Apesar dos avanços no cuidado com quem já tem HIV, o número de novas infecções segue alto. Para especialistas, esse cenário mostra que as estratégias de prevenção precisam ser ampliadas e adaptadas às necessidades reais da população.
Atualmente, o principal método de profilaxia é a PrEP oral — um comprimido tomado todos os dias por pessoas que não têm o vírus, mas se sentem em risco. É um recurso eficaz, mas que esbarra em dificuldades de adesão.
“Parece simples tomar um remédio diariamente, mas a maioria das pessoas esquece. Isso acontece com qualquer tratamento contínuo”, diz o infectologista Roberto Zajdenverg.
Além disso, a PrEP oral sob demanda, usada por homens que fazem sexo com homens, não é indicada para mulheres, pois os estudos não confirmam proteção adequada. “É por isso que precisamos de mais opções. Prevenção não é uma solução única”, afirma Roberta Corrêa, diretora da Unidade de HIV da GSK/ViiV Healthcare.

Trechos de um conjunto de dados
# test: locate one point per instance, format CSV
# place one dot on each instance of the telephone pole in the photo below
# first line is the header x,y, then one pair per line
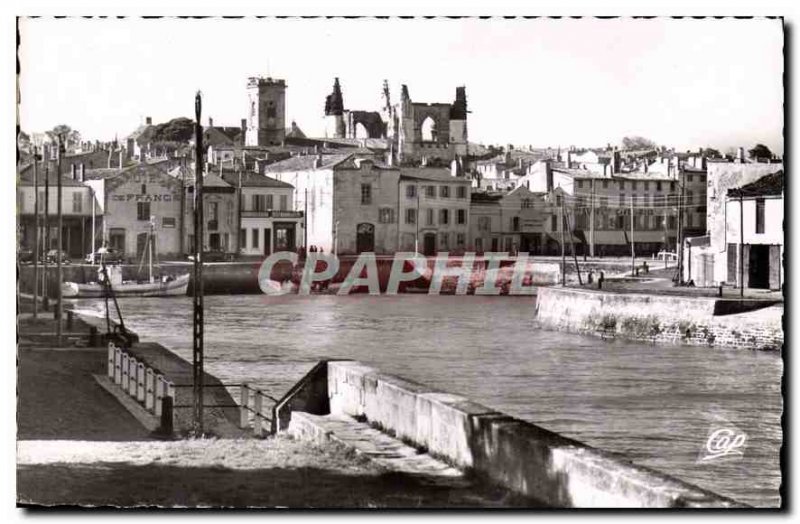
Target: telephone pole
x,y
197,350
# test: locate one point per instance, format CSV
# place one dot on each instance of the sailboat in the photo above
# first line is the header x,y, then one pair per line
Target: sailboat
x,y
152,287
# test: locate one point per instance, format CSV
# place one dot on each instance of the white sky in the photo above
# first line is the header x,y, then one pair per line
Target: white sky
x,y
683,83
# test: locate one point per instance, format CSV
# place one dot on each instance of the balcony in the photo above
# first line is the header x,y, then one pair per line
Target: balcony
x,y
272,213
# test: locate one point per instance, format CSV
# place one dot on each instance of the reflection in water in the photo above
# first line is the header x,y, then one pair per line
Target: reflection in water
x,y
655,404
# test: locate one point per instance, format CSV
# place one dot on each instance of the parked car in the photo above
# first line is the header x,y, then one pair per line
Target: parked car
x,y
109,255
215,255
53,255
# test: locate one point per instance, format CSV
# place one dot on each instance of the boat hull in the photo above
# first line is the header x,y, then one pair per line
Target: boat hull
x,y
176,287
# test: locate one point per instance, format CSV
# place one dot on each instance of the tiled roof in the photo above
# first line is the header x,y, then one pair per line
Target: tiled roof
x,y
250,179
304,163
768,185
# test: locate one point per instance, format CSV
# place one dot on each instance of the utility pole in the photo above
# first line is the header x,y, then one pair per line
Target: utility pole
x,y
563,253
633,249
197,353
36,249
591,221
46,226
60,278
741,244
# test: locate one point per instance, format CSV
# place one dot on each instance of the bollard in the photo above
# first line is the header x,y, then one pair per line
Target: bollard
x,y
159,394
257,421
244,415
140,383
112,351
133,365
124,382
149,390
166,426
117,366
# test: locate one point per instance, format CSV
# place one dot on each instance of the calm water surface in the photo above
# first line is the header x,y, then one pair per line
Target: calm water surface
x,y
655,404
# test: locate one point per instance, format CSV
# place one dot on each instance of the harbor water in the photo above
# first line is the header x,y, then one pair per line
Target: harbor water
x,y
655,404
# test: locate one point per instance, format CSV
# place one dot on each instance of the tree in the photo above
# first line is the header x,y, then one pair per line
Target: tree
x,y
637,142
70,136
760,151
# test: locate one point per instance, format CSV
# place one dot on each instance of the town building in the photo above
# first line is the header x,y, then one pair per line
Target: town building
x,y
356,204
267,219
412,131
78,209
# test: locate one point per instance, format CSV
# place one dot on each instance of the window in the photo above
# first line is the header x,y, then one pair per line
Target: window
x,y
386,215
759,216
143,211
77,202
366,194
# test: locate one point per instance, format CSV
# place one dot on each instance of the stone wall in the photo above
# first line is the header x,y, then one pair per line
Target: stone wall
x,y
519,455
655,318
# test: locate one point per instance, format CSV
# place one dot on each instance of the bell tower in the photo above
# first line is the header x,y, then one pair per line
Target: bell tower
x,y
266,112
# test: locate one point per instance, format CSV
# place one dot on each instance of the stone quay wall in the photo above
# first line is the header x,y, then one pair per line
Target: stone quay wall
x,y
698,321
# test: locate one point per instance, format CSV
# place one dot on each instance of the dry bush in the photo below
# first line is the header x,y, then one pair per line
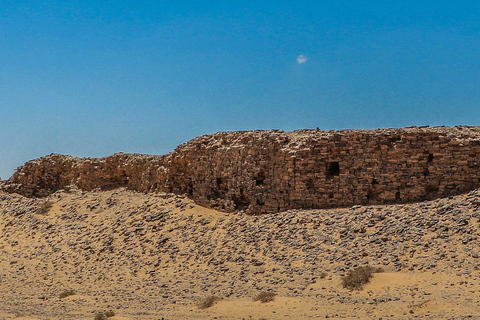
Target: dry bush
x,y
208,302
66,293
265,296
356,279
44,207
104,315
100,316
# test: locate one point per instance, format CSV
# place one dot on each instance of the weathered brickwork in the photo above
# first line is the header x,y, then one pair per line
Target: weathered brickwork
x,y
271,171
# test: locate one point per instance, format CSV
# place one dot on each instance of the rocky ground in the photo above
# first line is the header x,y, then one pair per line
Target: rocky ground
x,y
154,256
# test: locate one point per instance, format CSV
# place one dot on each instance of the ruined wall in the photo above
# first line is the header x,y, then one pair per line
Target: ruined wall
x,y
271,171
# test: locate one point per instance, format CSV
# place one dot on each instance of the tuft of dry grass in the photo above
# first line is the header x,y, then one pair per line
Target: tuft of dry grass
x,y
66,293
265,296
44,207
357,278
208,301
104,315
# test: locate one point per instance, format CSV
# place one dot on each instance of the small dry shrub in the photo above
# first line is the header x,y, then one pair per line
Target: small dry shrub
x,y
100,316
356,279
208,302
66,293
44,207
104,315
265,296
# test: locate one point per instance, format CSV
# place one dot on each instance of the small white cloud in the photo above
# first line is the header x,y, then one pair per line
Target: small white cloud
x,y
301,59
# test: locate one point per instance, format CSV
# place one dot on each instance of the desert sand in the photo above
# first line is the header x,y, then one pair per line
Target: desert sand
x,y
156,256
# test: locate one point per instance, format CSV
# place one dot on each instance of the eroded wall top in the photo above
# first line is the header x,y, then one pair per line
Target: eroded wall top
x,y
271,171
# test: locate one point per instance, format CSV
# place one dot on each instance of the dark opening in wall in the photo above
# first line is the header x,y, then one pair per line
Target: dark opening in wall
x,y
260,179
426,172
333,169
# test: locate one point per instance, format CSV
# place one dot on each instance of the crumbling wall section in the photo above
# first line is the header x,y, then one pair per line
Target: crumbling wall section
x,y
272,171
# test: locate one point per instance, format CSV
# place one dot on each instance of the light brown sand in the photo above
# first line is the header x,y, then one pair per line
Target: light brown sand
x,y
105,247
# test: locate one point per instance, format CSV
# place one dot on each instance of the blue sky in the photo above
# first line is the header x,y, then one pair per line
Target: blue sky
x,y
91,78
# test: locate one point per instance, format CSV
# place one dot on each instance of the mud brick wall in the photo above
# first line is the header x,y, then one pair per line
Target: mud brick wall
x,y
272,171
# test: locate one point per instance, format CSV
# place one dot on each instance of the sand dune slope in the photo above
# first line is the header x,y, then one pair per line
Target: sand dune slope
x,y
154,256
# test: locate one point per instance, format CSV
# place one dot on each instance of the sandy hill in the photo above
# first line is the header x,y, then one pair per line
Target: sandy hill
x,y
155,256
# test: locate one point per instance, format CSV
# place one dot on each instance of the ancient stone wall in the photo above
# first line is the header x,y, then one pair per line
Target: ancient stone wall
x,y
271,171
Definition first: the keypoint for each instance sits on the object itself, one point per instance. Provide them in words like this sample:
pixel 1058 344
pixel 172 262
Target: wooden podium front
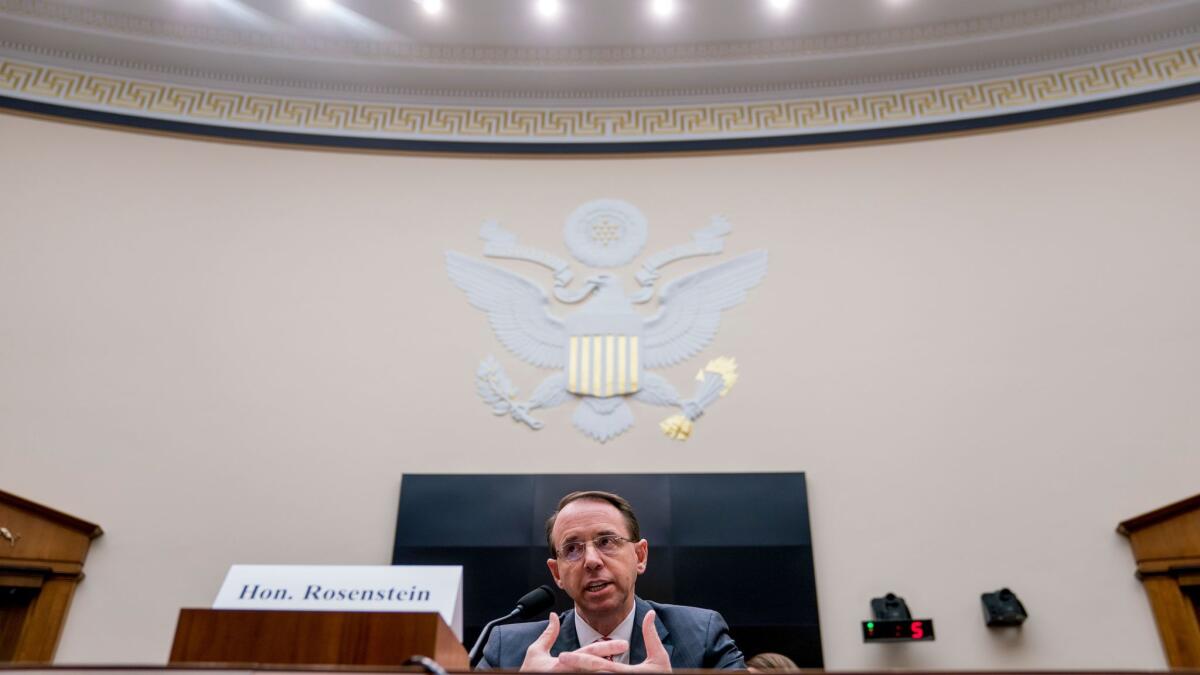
pixel 249 638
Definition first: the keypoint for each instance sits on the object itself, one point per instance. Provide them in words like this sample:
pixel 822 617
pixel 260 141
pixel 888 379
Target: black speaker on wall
pixel 738 543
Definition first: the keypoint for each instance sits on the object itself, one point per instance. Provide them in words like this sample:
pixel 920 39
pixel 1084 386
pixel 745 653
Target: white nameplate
pixel 357 587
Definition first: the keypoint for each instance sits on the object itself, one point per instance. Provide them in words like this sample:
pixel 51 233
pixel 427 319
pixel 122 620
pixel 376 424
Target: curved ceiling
pixel 822 61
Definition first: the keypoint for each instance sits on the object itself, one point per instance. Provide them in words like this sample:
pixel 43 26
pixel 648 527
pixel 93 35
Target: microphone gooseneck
pixel 529 605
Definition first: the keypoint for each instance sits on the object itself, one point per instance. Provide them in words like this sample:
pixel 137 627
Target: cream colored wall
pixel 982 350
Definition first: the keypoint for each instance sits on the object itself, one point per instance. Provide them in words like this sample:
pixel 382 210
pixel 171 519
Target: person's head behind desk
pixel 597 554
pixel 771 662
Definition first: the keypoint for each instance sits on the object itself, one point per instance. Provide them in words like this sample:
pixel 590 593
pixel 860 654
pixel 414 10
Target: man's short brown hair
pixel 627 512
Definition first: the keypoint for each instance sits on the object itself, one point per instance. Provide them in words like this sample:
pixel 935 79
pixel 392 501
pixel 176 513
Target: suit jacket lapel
pixel 568 639
pixel 636 643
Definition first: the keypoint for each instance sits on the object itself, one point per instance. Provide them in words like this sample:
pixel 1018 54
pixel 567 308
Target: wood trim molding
pixel 1165 543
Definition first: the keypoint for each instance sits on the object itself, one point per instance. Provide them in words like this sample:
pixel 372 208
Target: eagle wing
pixel 517 309
pixel 690 309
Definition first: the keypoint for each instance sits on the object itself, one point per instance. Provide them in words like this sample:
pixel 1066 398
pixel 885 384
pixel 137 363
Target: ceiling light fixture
pixel 317 5
pixel 549 9
pixel 663 9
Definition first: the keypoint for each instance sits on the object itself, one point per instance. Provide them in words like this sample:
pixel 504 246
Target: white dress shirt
pixel 624 631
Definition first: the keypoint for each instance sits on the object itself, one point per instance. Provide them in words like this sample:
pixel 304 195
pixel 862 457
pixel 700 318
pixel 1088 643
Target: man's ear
pixel 553 571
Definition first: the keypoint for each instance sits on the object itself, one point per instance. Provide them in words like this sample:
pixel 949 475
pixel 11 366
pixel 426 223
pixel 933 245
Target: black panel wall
pixel 738 543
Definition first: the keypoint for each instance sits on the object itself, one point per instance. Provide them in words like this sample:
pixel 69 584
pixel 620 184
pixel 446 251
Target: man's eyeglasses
pixel 607 544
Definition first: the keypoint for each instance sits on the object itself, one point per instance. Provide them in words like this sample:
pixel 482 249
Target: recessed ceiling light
pixel 549 9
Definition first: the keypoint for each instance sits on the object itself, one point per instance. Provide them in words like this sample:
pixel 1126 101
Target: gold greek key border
pixel 665 123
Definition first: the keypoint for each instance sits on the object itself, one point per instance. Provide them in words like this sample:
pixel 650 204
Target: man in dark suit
pixel 597 554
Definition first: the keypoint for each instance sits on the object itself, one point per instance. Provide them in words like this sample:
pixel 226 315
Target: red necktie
pixel 604 639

Tarefa a realizar:
Retome o texto sobre prevenção do HIV e continue-o a partir da última frase.

Espaço de resposta:
Mais acesso, mais liberdade
Hoje, cerca de 700 mil brasileiros estão em tratamento para o HIV. “Conviver com o HIV transforma a forma como nos relacionamos, vivemos nossa sexualidade e fazemos escolhas. Por isso, ele não deveria mais estar aqui”, ressalta Roberta.
Zajdenverg reforça que o caminho para isso é a prevenção combinada, que envolve diferentes estratégias funcionando juntas, como o uso de preservativos, PrEP, PEP (profilaxia pós-exposição), testagem regular e tratamento que mantém a carga viral indetectável.
“Não é sobre eliminar completamente o vírus, mas reduzir tanto a transmissão que ele deixe de ser um problema de saúde pública”, finaliza.